» What you should do
Make an exact copy of the entries below.

» Exercise materials
------------------------------------------------------------------------
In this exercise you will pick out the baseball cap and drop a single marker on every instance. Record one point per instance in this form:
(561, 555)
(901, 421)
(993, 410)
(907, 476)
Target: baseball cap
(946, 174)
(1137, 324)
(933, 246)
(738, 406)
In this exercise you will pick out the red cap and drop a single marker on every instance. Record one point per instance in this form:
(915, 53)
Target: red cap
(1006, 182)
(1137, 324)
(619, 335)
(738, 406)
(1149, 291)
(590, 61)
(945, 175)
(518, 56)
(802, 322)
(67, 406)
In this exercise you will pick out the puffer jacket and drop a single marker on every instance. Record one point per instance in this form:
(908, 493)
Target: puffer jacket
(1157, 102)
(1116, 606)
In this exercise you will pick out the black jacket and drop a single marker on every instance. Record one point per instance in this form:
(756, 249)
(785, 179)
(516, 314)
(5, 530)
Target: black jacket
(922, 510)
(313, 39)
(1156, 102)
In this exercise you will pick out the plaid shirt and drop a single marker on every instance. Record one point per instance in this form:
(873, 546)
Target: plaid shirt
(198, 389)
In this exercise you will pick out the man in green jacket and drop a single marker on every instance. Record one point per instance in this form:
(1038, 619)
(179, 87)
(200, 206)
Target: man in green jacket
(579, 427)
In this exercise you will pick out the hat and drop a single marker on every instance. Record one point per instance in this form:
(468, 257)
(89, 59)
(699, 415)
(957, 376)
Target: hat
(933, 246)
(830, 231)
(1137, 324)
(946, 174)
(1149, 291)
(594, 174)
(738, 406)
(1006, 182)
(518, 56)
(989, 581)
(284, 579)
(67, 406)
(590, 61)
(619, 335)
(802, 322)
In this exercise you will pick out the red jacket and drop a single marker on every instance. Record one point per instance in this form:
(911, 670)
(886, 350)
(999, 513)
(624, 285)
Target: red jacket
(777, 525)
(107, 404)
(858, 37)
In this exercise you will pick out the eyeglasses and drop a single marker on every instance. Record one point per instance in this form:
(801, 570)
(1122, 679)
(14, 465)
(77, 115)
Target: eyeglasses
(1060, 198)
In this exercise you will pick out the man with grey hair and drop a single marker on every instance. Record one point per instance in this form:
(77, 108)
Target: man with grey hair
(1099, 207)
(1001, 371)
------------------------------------------------------------------------
» The reply
In this exercise you will pick out the baseball cap and drop a single marker on every instance. Record one point per instance in this form:
(561, 555)
(901, 421)
(993, 410)
(907, 476)
Target: baseball cap
(946, 174)
(1137, 324)
(933, 246)
(738, 406)
In this exercise you will pick out the red cap and drop a single marker on every instance. Record one point per instance in this form:
(915, 53)
Target: red cap
(1006, 182)
(1137, 324)
(619, 335)
(738, 406)
(1149, 291)
(590, 61)
(945, 175)
(518, 56)
(802, 322)
(67, 406)
In this exercise you will pick out the puffer jacket and drop a single marker on every instance. Record one point per instance in this form:
(908, 493)
Target: puffer jacket
(1157, 102)
(1116, 606)
In this exercise you will pick out the black jacket and drop a single marker on every instance. Record one point per instance in this form:
(756, 249)
(785, 179)
(516, 314)
(5, 530)
Target: black jacket
(922, 510)
(313, 39)
(1156, 102)
In this exercise you will pick out the plaid shirt and drop a single marker on every instance. Record one point per instance in this form:
(873, 546)
Target: plaid shirt
(198, 389)
In this exercise you will pick out the man in green jacket and drop a single marker on every instance. Record one point per instance in this form:
(1038, 619)
(179, 87)
(200, 206)
Target: man in green jacket
(579, 427)
In this exercise you will pick out the hat and drop a single marker on every instance. Record one point per instance in this form:
(468, 257)
(89, 59)
(699, 415)
(957, 376)
Target: hat
(933, 246)
(830, 231)
(1137, 324)
(946, 174)
(1149, 291)
(594, 174)
(738, 406)
(1006, 182)
(518, 56)
(989, 581)
(284, 579)
(67, 406)
(590, 61)
(619, 335)
(802, 322)
In this exercise you will pick out the red jacket and drop a single marker on every instance. Record one point per instance in this form:
(911, 670)
(886, 350)
(999, 513)
(624, 285)
Target: red jacket
(777, 525)
(107, 404)
(858, 37)
In this exercise you will pick out the eyeglasses and drop a single marker on every instance. Record one point per instance in this form:
(801, 570)
(1122, 679)
(14, 465)
(77, 115)
Target: eyeglasses
(1060, 198)
In this exercise you will pick out the man with grey hair and drop a single marker on every instance. Record one point per instance in this form:
(77, 108)
Target: man with grey hair
(1099, 207)
(1001, 371)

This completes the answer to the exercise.